==== 本文抜粋 ====
「在宅人工呼吸指導管理料」について
こんにちは、算定チームです!
今回は、「在宅人工呼吸指導管理料」についてお話します。
在宅人工呼吸療法とは?
COPD(慢性閉塞性肺疾患)などの症状が進むと、呼吸する力が弱くなり、酸素不足になるだけではなく、二酸化炭素も十分に吐ききれなくなり、体にたまってしまいます。
そこで、機器を使って呼吸の補助を行い、過剰にたまった二酸化炭素を排出し酸素の取込を促します。
多くの場合、在宅人工呼吸療法は、在宅酸素療法と併用します。
(在宅人工呼吸療法:Home Mechanical Ventilation = HMV)
●算定要件
在宅で人工呼吸療法を行っている入院中以外の患者に指導管理を行った場合、在宅人工呼吸指導管理料(2800点)を月1回算定できます。
対象者は、長期にわたり持続的に人工呼吸に依存せざるを得ず、病状が安定し、在宅での人工呼吸療法が適当と医師が認めた者です。
睡眠時無呼吸症候群の患者(ASVの使用者を含む)や、チェーンストークス呼吸を呈してASVを使用する心不全患者は対象外。
●加算
(1)人工呼吸器加算
①陽圧式人工呼吸器:7480点
→気管切開口を介した陽圧式。TPPV。
TPPVは手術によって喉に気管まで穴を開け、そこに挿入した気管カニューレという管に人工呼吸器を接続して呼吸を助ける方法。
筋肉や脳・神経の病気によって自発的な呼吸が微弱、または困難な場合が対象となります。
(TPPV:Tracheostomized Positive Pressure Ventilation)
②人工呼吸器:6480点
→鼻マスクもしくは顔マスクを介した人工呼吸器。NPPV。
NPPVは気管挿管をせず、口や鼻に装着したマスクを通じて肺に圧力をかけ、呼吸を助ける方法。
COPD、肺結核後遺症、間質性肺炎などの呼吸器疾患や神経・筋肉の病気が対象となります。
====
> [作業内容]:
1) 在宅人工呼吸指導管理料の本文によれば、この管理料は何点で、月に何回算定できますか。
2) 次の(a)〜(c)が在宅人工呼吸指導管理料の本文と合致するかを判定し、それぞれ「はい」か「いいえ」で答えてください。判断の根拠となる本文の語句もそのまま引用してください。
(a) NPPVは気管挿管を行わず、マスクを通じて呼吸を助ける方法である。
(b) 睡眠時無呼吸症候群の患者は、在宅人工呼吸指導管理料の対象に含まれる。
(c) 陽圧式人工呼吸器の加算は6480点である。
3) 在宅人工呼吸指導管理料の本文の最後の文に続けて、本文を書き継いでください。
==== データ一覧 ====
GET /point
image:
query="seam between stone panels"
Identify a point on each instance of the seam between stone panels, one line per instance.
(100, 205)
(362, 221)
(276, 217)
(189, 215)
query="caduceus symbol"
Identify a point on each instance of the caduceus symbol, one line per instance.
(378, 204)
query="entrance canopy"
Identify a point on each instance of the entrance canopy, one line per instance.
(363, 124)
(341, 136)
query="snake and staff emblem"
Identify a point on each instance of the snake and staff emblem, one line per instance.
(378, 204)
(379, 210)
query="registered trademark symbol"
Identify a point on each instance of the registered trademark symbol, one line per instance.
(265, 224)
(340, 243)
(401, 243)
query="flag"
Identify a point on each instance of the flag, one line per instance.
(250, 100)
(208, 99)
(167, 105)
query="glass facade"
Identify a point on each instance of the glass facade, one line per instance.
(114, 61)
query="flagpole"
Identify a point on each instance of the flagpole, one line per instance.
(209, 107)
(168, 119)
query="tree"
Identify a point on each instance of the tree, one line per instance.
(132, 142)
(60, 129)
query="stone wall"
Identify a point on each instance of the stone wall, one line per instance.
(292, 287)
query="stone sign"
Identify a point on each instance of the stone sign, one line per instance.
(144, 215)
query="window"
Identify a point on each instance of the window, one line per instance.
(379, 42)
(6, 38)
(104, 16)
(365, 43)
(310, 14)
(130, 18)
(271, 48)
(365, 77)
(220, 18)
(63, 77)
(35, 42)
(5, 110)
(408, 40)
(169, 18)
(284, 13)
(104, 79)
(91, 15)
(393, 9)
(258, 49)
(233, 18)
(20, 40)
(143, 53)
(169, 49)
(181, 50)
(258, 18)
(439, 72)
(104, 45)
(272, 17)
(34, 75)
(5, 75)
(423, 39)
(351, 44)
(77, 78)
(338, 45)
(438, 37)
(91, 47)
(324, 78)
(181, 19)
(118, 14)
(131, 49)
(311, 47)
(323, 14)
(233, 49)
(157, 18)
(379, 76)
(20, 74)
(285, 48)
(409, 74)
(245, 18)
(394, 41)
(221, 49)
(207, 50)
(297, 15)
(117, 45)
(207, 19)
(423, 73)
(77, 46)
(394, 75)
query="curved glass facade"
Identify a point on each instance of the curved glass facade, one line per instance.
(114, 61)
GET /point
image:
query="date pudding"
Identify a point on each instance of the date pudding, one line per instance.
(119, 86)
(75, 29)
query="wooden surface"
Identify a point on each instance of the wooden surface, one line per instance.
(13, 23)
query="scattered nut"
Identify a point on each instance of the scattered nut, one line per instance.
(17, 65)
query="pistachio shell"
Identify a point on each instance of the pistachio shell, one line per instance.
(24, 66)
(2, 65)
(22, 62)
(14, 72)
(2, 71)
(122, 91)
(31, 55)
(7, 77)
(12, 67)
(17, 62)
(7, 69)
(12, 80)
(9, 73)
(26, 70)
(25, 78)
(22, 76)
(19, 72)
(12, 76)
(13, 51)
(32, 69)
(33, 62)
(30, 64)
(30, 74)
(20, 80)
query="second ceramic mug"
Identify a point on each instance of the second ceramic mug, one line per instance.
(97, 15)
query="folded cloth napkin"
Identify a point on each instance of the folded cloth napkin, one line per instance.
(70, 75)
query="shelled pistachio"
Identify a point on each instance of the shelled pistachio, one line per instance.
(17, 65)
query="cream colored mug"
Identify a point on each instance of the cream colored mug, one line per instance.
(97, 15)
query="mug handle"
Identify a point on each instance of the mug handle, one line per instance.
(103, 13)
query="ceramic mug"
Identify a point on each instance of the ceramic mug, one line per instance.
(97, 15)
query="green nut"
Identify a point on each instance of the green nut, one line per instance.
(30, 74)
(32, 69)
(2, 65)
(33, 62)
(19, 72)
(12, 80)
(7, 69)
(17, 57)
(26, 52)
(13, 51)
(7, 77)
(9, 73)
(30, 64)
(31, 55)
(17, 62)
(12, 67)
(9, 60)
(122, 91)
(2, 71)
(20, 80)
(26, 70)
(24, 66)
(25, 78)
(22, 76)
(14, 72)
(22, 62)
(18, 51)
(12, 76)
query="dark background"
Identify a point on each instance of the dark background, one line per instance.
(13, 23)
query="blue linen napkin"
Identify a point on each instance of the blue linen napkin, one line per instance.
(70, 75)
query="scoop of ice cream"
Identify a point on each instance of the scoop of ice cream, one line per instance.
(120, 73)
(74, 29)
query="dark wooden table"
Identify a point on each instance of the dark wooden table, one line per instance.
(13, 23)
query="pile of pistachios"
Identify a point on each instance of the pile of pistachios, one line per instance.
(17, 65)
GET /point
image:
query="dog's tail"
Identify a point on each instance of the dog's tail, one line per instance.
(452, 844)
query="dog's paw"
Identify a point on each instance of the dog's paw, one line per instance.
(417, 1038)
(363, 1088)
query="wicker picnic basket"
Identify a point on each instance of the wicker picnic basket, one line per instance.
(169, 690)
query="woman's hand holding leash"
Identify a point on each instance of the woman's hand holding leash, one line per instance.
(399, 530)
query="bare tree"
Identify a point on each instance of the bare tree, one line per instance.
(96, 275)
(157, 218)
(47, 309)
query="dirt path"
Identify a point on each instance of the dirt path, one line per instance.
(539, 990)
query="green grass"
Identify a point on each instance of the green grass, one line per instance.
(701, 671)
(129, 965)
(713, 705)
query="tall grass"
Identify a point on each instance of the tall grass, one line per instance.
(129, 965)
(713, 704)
====
> [各課題の解答]:
1) 2800点で、月1回算定できます。

2)
(a) はい。「NPPVは気管挿管をせず、口や鼻に装着したマスクを通じて肺に圧力をかけ、呼吸を助ける方法。」
(b) いいえ。「睡眠時無呼吸症候群の患者(ASVの使用者を含む)や、チェーンストークス呼吸を呈してASVを使用する心不全患者は対象外。」
(c) いいえ。「①陽圧式人工呼吸器:7480点」

3)
(NPPV:Noninvasive Positive Pressure Ventilation)
③陰圧式人工呼吸器:7480点
→頸部から上を除いた体全体(胸腹部)を陰圧にすることで受動的に空気を取り込み、換気を補助する換気方法。
(2)排痰補助装置加算:1829点
→排痰補助装置を使用した場合に算定できます。
自力での排痰が困難と医師が認める、筋ジストロフィー、筋委縮性側索硬化症、脳性麻痺、脊髄損傷などの患者さんが算定対象となります。
排痰補助装置とは、咳嗽力が低下した患者の気道に陽圧を加え、その後迅速に陰圧に切り替えることによって痰の除去を補助する装置です。
(3)横隔神経電気刺激装置加算:600点
→在宅人工呼吸を行っている脊髄損傷又は中枢性低換気症候群の患者に対して、呼吸補助を行うことを目的として、横隔神経電気刺激装置を使用した場合に算定できます。
横隔神経電気刺激装置とは、横隔膜上の横隔神経周囲に電気刺激を送ることで横隔膜を収縮させ、呼吸補助を行う装置です。
(4)乳幼児呼吸管理材料加算:1500点
→6歳未満の乳幼児に対する在宅呼吸管理を行い、専用の経皮的動脈血酸素飽和度測定器その他附属品を貸与又は支給した場合に算定できます。
以上、最後まで読んでいただきありがとうございました。